Amplitude Modulation#

If we modulate (change a value over time) the amplitude of an audible signal, we call this amplitude modulation (AM). We often speak of amplitude modulation when we modulate the amplitude within a value between 0 and 1 and use the term ring modulation if the modulator can also be negative. I put amplitude and ring modulation in the same basket.

As we will see, the frequency range of the modulation has a significant effect on the result. If it is low, e.g., in the range of 20 Hz, we call it low-frequency modulation. But first, let’s start with some math to understand better what is happening.

Theory#

I use the cosine function in this section instead of the sine because the math becomes a little simpler. Our basic waveform might be a simple cosine with an amplitude \(A(t)\) and a frequency \(f\):

(76)#\[\begin{equation} y(t) = A(t) \cdot \cos(2 \pi f_\text{car} t) \end{equation}\]

In AM the amplitude \(A(t)\) is itself a function over time. Let us assume

(77)#\[\begin{equation} A(t) = A_\text{car} + A_\text{mod} \cdot \cos(2 \pi f_\text{mod} t) \end{equation}\]

then our audio signal is defined by

(78)#\[\begin{equation} y(t) = \left(A_\text{car} + A_\text{mod} \cdot \cos(2 \pi f_\text{mod} t) \right) \cdot \cos(2 \pi f_\text{car} t) \end{equation}\]

which we can rewrite as

(79)#\[\begin{equation} y(t) = A_\text{car} \cdot \cos(2 \pi f_\text{car} t) + A_\text{mod} \cdot \cos(2 \pi f_\text{mod} t) \cdot \cos(2 \pi f_\text{car} t) \end{equation}\]

We can now use the cosine rule for multiplication, which gives us

(80)#\[\begin{equation} \begin{split} y(t) = \ & A_\text{car} \cdot \cos(2 \pi f_\text{car} t) \ + \\ \ & \frac{1}{2} A_\text{mod} \cdot \cos(2 \pi (f_\text{car} + f_\text{mod}) t) \ + \\ \ & \frac{1}{2} A_\text{mod} \cdot \cos(2 \pi (f_\text{car} - f_\text{mod}) t). \end{split} \end{equation}\]

This looks complicated but if we look at the Fourier transformation of \(y(t)\), we can identify three frequencies within the spectrum:

  1. the carrier frequency \(f_\text{car}\) with an amplitude \(A_\text{car}\),

  2. the sum of the carrier and modulation frequency \(f_\text{car} + f_\text{mod}\) with an amplitude of \(1/2 \cdot A_\text{mod}\) and

  3. the difference of the carrier and modulation frequency \(f_\text{car} - f_\text{mod}\) with an amplitude of \(1/2 \cdot A_\text{mod}\).

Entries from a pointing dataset
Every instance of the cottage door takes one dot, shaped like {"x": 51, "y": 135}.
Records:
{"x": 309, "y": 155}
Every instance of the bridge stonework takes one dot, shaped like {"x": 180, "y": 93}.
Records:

TASKS TO COMPLETE
a. In the amplitude modulation text, what term is used when the modulator can also take negative values?
b. Extract from the amplitude modulation text the passage from "Amplitude Modulation#" up to and including "the same basket.".
c. Write what comes next in the amplitude modulation text, picking up after its last line.
These entries were drawn from a separate source.

EXPECTED RESULTS
a. Ring modulation.

b.
Amplitude Modulation#

If we modulate (change a value over time) the amplitude of an audible signal, we call this amplitude modulation (AM). We often speak of amplitude modulation when we modulate the amplitude within a value between 0 and 1 and use the term ring modulation if the modulator can also be negative. I put amplitude and ring modulation in the same basket.

c.
Effect#

If the modulation frequency is low, that is, in the range of \(0\) and \(20\) Hz, we can recognize an amplitude modulation by the change of amplitude in \(y(t)\). However, if we choose a modulation frequency in the range of audible frequencies, we no longer really modulate the amplitude of the signal \(y(t)\) but the frequencies of the signal.

For example, if we use \(A_\text{car} = A_\text{mod} = 1\) and \(f_\text{car} = 400\) Hz, \(f_\text{mod} = 250\) Hz, the signal consists of three frequencies:

  1. \(400\) Hz (center)

  2. \(400 + 250 = 650\) Hz (sum) and

  3. \(400 - 250 = 150\) Hz (difference), compare Fig. 62.

We can listen to this effect using the following code:

(
Spec.add(\freq, [100, 600]);
Spec.add(\freqmod, [0.01, 600]);
Spec.add(\ampcar, [0, 1]);
Spec.add(\ampmod, [0, 1]);

Ndef(\am, {
    var sig, amp;
    amp = \ampcar.kr(1) + (\ampmod.kr(1) * SinOsc.ar(
            \freqmod.kr(5), 
            0.5*pi)
        );
    sig = SinOsc.ar(\freq.kr(200), 0.5*pi);
    sig = sig * amp * (1/3) ! 2;
}).play;
)

Ndef(\am).gui

Try out different values and observe the resulting sound.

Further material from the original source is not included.